The entries must be set down again word for word; no pictures belong in the copy.

———

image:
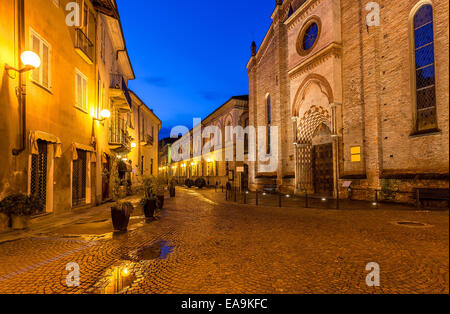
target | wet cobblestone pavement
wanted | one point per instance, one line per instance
(200, 244)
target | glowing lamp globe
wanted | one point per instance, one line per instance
(30, 59)
(105, 114)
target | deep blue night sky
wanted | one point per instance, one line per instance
(190, 56)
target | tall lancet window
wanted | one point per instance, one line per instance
(269, 121)
(425, 75)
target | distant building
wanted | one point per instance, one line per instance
(66, 122)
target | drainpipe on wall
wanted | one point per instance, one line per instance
(22, 84)
(139, 139)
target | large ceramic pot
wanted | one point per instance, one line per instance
(160, 202)
(4, 222)
(120, 219)
(149, 209)
(20, 222)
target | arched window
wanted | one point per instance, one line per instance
(269, 121)
(424, 65)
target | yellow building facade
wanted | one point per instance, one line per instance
(62, 122)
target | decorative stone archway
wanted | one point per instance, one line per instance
(311, 111)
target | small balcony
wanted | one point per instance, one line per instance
(119, 141)
(83, 46)
(119, 93)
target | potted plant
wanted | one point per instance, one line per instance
(149, 201)
(149, 207)
(159, 188)
(120, 214)
(4, 219)
(172, 190)
(20, 208)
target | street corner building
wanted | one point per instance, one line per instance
(361, 107)
(68, 123)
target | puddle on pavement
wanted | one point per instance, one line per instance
(116, 280)
(413, 224)
(160, 250)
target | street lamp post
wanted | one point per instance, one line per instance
(31, 61)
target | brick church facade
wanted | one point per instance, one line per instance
(354, 104)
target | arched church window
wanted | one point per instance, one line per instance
(424, 65)
(269, 121)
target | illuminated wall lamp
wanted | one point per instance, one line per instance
(29, 59)
(104, 114)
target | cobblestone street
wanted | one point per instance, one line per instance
(200, 244)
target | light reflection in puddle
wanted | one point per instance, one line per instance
(117, 279)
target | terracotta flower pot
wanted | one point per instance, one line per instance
(149, 209)
(160, 202)
(4, 222)
(120, 219)
(20, 222)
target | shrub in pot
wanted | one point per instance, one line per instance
(149, 207)
(120, 214)
(172, 190)
(160, 185)
(20, 208)
(200, 183)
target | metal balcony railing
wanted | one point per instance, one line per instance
(83, 43)
(118, 82)
(118, 134)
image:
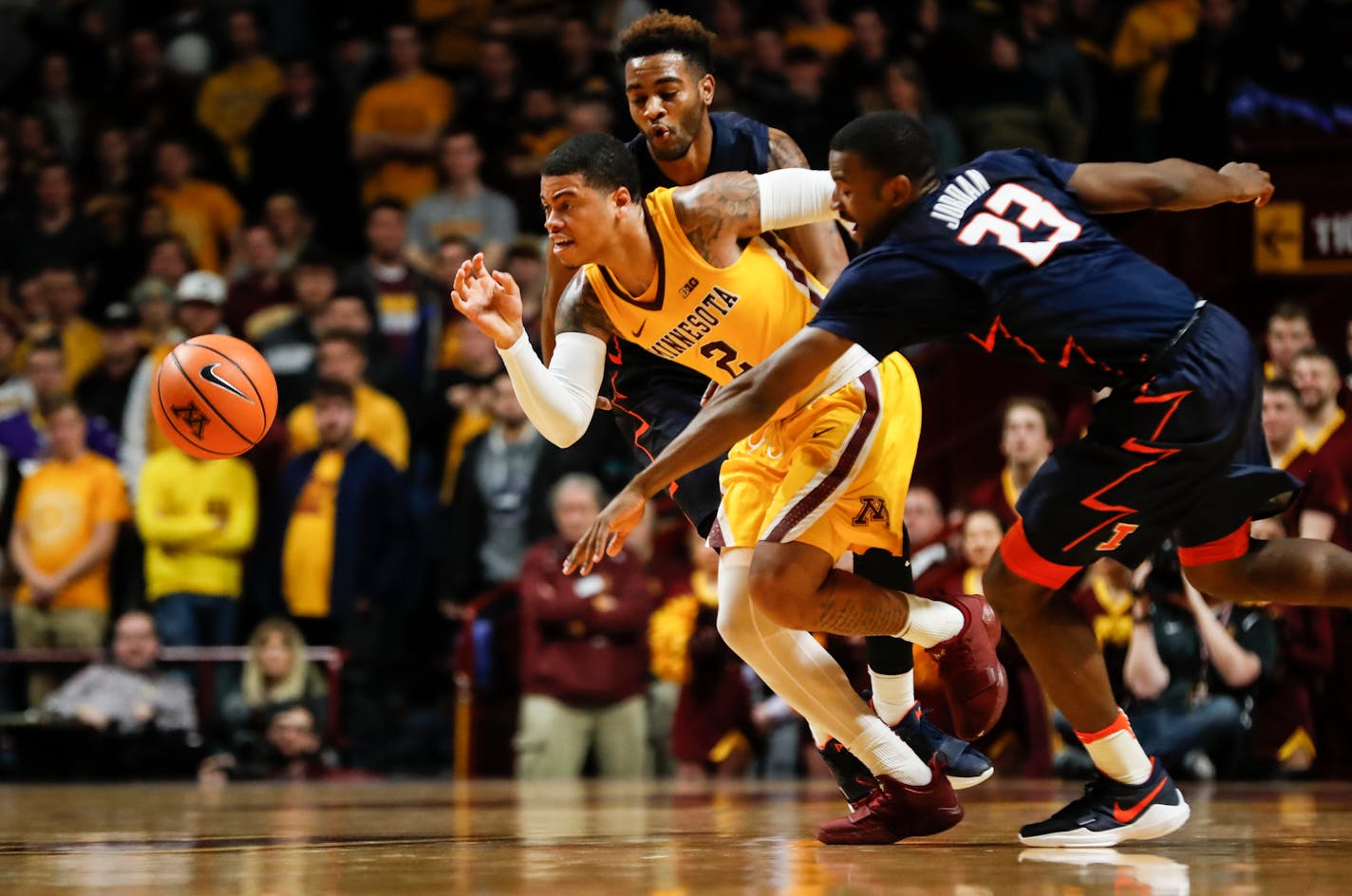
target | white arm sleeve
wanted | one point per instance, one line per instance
(558, 399)
(793, 196)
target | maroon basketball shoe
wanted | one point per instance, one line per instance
(893, 812)
(973, 679)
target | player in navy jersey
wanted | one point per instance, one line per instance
(1004, 254)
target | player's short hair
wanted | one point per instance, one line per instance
(329, 388)
(1040, 405)
(347, 337)
(1282, 384)
(892, 143)
(1290, 309)
(666, 31)
(603, 161)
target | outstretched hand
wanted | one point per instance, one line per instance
(1253, 184)
(490, 299)
(609, 532)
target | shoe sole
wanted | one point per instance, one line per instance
(1157, 820)
(962, 784)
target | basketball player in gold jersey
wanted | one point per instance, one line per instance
(687, 274)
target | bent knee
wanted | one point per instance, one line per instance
(1007, 592)
(783, 590)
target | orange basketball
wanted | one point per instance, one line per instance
(214, 396)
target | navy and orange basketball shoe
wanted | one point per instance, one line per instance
(963, 764)
(893, 812)
(973, 678)
(1112, 812)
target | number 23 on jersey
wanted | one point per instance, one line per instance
(1035, 213)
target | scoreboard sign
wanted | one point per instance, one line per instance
(1304, 238)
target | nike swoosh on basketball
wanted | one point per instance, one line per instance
(1125, 816)
(210, 375)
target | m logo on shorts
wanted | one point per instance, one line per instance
(192, 418)
(873, 509)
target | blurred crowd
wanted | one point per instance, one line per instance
(309, 176)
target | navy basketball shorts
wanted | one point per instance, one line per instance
(1180, 456)
(654, 399)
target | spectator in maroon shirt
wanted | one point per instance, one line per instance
(584, 651)
(1026, 440)
(261, 296)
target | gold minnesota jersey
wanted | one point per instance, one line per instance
(717, 321)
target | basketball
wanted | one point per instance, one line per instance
(214, 396)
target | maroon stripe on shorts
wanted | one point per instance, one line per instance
(814, 499)
(716, 536)
(796, 270)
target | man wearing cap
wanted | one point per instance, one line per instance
(199, 307)
(103, 391)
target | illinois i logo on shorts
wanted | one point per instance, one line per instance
(873, 509)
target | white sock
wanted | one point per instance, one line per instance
(885, 753)
(796, 666)
(1117, 753)
(892, 695)
(930, 622)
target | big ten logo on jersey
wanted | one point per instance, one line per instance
(697, 325)
(873, 509)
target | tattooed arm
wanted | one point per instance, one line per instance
(818, 245)
(720, 210)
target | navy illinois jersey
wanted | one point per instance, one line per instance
(1002, 257)
(740, 145)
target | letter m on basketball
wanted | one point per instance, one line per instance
(1119, 532)
(192, 418)
(871, 509)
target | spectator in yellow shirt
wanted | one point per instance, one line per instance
(1144, 47)
(197, 519)
(66, 526)
(398, 121)
(201, 213)
(342, 356)
(233, 99)
(814, 28)
(82, 342)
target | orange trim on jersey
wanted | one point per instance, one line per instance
(1010, 491)
(1233, 545)
(1026, 563)
(1119, 723)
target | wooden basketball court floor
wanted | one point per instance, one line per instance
(664, 839)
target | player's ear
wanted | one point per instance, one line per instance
(896, 191)
(706, 88)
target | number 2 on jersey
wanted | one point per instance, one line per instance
(726, 359)
(1036, 213)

———

- Exercise response:
image:
target | wet cobblestone pavement
wanted | one point per instance, one line per instance
(200, 244)
target | glowing lamp globe
wanted | one point per instance, one line per instance
(30, 59)
(105, 114)
target | deep blue night sky
wanted | one point per instance, one line per instance
(190, 56)
target | tall lancet window
wanted | one point per instance, one line per instance
(269, 121)
(425, 75)
target | distant building
wanted | one point per instance, one line per instance
(66, 122)
target | drainpipe on wall
wanted | one point per instance, one line per instance
(22, 84)
(139, 139)
target | large ceramic pot
wanted | one point per instance, one line per instance
(160, 202)
(4, 222)
(120, 219)
(149, 209)
(20, 222)
target | arched window
wanted | one point per instance, one line per instance
(269, 121)
(424, 65)
target | yellow building facade
wanted | one point per instance, one line per instance
(62, 122)
target | decorative stone archway
wanted | one point per instance, one line per instance
(311, 111)
target | small balcony
wanted | one point per instance, one line per instance
(119, 141)
(83, 46)
(119, 93)
target | potted plant
wanted | one point per instance, one line per instance
(149, 201)
(149, 207)
(159, 188)
(120, 214)
(4, 219)
(172, 190)
(20, 208)
target | street corner building
wanted | one point per instance, one line per instance
(361, 107)
(68, 123)
target | puddle on pavement
wanted | one point per instance, one line per instance
(116, 280)
(413, 224)
(160, 250)
target | street lamp post
wanted | one point per instance, one line per instance
(31, 61)
target | brick church facade
wanted | one point per instance, one line per instance
(354, 104)
target | arched church window
wanted | one point per instance, one line per instance
(424, 65)
(269, 121)
target | illuminated wall lamp
wanted | one point per instance, one line per instance
(29, 59)
(104, 114)
target | cobblestone street
wanted | one point per instance, one line per instance
(200, 244)
target | light reflection in puddle
wanted | one point per instance, one line per instance
(117, 279)
target | terracotta flower pot
wanted | one point per instance, one line per instance
(149, 209)
(160, 202)
(4, 222)
(120, 219)
(20, 222)
target | shrub in pot
wanted | one point per instance, one line per instance
(149, 207)
(120, 214)
(172, 190)
(160, 185)
(20, 208)
(200, 183)
target | metal balcony railing
wanted | one point per instance, one line per instance
(83, 43)
(118, 82)
(118, 134)
image:
target | white arm sleeve
wanted | one point per instance, one line per instance
(558, 399)
(793, 196)
target | maroon basketball shoe
wanted | one point per instance, one line per instance
(893, 812)
(973, 679)
target | player in navy jersey
wanted | one point per instance, one line per instance
(1004, 254)
target | player's short hair
wanted | one point per instance, one line per instance
(329, 388)
(1040, 405)
(347, 337)
(1282, 384)
(892, 143)
(1290, 309)
(666, 31)
(603, 161)
target | outstretched hand
wanted | one point per instance, one line per instance
(1253, 184)
(490, 299)
(609, 532)
target | shoe sole
wanted | one point per instance, one line per instance
(1157, 820)
(962, 784)
target | basketball player in gold jersey
wanted | one point per instance, one line per instance
(687, 274)
target | bent knee
wanted | one point per instance, one line per instance
(1007, 592)
(783, 590)
target | orange basketball
wanted | one point per instance, one line per instance
(214, 396)
target | navy and orange basketball shoe
wanted | one point per instance, one line per instance
(963, 764)
(893, 812)
(973, 678)
(1112, 812)
target | number 23 on jersey
wanted | one point per instance, one line per instance
(1035, 213)
target | scoreboard sign
wanted | one point per instance, one line per instance
(1304, 238)
target | nike swoosh on basketball
wanted | one point per instance, one line per instance
(1125, 816)
(210, 375)
target | m logo on shorts
wanted | one point per instance, one line per instance
(192, 418)
(873, 509)
target | blurred crowd
wanted | one point per instance, one line per instance
(309, 176)
target | navy basketball shorts
wanted | one point per instance, one line per instance
(1180, 456)
(654, 399)
target | spectator in maroon shirt
wanted | one point per instance, one line per instance
(584, 651)
(1026, 440)
(261, 296)
target | gold minnesota jersey
wanted | one point per instance, one line per instance
(717, 321)
target | basketball
wanted | one point per instance, one line per instance
(214, 396)
target | maroon stripe on shorts
wanted | one point per instance, one line per instance
(814, 499)
(716, 536)
(796, 270)
target | man wearing cap
wanted | one point per instance, one line per instance
(199, 307)
(103, 391)
target | illinois i logo on shorts
wanted | one point per instance, one line per instance
(873, 509)
target | white sock
wanted | one point per instance, one line per instance
(885, 753)
(796, 666)
(1117, 753)
(892, 695)
(930, 622)
target | big ten logo on jersey
wanted | one point per instance, one line per instance
(697, 325)
(873, 509)
target | tattooed arm
wanted | one point per instance, one line per instance
(818, 245)
(720, 210)
target | navy illinois jersey
wanted | one point per instance, one line per instance
(1002, 257)
(740, 145)
target | letter m on basketball
wanted | one point per instance, one line per instance
(1119, 532)
(192, 418)
(871, 509)
target | spectator in yellow shirt
wanted | one point per instance, one line per instance
(1144, 47)
(197, 519)
(66, 526)
(398, 121)
(201, 213)
(342, 356)
(233, 99)
(814, 28)
(82, 342)
target | orange trim on jersey
wanted | one point per instance, one line per instance
(1010, 491)
(1233, 545)
(1026, 563)
(1119, 723)
target | wooden basketball court floor
wanted | one point per instance, one line per instance
(664, 839)
target | player's ear
wanted | one point per instance, one line per instance
(896, 191)
(706, 88)
target | number 2 on jersey
wanted | one point per instance, one line per instance
(726, 359)
(1036, 213)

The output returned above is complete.